**Task brief:** Locate every line in the data below that contains the word "campaign" and copy each of those lines in full.
* Start *
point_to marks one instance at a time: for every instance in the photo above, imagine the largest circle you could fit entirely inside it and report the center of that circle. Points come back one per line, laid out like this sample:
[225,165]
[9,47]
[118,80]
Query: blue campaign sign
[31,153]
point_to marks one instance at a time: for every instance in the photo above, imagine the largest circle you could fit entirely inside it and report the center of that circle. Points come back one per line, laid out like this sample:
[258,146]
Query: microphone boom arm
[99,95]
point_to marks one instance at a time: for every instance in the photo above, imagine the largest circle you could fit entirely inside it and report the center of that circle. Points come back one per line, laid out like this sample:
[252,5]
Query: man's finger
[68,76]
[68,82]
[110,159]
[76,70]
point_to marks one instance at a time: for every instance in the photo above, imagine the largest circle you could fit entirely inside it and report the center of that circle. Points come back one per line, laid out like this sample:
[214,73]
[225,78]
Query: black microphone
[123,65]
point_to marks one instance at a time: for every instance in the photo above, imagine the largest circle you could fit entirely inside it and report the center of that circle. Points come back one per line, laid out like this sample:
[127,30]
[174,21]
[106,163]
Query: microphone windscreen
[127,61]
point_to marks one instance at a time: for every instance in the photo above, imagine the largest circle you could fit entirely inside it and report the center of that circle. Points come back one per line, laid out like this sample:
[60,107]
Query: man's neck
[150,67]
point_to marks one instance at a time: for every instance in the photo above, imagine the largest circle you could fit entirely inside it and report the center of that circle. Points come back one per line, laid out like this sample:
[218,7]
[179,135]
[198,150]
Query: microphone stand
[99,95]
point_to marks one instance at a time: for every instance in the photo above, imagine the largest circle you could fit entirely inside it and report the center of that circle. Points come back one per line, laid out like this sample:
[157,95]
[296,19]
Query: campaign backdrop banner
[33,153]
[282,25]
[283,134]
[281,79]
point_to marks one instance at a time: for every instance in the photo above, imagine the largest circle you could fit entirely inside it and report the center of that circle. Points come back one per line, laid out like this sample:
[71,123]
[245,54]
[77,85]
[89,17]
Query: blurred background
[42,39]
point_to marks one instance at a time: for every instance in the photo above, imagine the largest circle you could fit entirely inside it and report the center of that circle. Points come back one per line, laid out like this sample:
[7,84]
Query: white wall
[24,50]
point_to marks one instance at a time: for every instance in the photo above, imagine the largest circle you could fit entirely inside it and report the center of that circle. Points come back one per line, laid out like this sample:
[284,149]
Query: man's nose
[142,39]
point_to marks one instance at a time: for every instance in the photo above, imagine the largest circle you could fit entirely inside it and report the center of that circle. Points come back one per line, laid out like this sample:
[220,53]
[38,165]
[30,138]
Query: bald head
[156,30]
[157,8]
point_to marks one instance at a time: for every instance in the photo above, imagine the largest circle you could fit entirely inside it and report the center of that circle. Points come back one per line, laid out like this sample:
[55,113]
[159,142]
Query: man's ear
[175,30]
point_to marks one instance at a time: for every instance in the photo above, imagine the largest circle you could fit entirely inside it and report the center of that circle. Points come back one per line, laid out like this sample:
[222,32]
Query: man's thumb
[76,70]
* End *
**Written solution:**
Query: blue campaign sign
Query: campaign backdrop banner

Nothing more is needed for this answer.